WHAT YOU HAVE TO DO :: Set the stretch of the listing from the line containing "Provide the mask of each instance of the lake" through the line containing "[[[161,144],[256,143],[256,78],[118,80],[141,89],[132,124]]]" into a numbered list, leaving out any blank lines.

+++ RECORD LIST

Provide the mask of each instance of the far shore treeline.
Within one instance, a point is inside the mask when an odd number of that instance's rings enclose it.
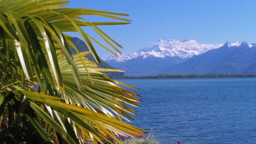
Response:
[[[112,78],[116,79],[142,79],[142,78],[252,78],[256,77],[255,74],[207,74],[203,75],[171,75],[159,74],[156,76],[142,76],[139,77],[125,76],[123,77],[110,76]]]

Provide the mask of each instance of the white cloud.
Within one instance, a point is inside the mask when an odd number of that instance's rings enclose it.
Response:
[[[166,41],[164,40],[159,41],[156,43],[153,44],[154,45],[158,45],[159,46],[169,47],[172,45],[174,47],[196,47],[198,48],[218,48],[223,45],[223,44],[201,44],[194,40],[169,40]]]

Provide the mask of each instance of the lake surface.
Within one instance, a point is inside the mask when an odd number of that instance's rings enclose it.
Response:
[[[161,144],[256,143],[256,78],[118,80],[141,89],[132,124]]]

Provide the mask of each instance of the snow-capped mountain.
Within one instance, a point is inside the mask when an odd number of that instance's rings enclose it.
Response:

++++++
+++ RECORD LIST

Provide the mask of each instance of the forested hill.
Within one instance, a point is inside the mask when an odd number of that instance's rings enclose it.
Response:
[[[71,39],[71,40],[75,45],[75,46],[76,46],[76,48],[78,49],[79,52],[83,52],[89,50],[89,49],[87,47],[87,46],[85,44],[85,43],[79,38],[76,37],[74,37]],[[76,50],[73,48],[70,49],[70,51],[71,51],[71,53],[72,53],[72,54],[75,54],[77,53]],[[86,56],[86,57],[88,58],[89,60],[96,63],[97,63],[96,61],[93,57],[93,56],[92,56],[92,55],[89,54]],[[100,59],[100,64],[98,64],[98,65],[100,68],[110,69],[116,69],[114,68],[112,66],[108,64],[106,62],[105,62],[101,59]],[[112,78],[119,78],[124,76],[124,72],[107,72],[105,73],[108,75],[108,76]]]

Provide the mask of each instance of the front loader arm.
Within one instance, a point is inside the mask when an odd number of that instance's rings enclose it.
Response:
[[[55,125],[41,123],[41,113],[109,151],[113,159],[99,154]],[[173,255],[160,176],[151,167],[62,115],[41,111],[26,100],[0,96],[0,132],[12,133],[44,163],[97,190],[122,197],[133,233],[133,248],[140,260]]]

++++++

CORRECT RESPONSE ::
1. Provide the mask of each instance of the lake surface.
2. Within one instance, a point is inside the mask when an odd number of that instance's rings enclose it.
3. Response:
4. [[[161,144],[256,143],[256,78],[118,80],[141,89],[132,124]]]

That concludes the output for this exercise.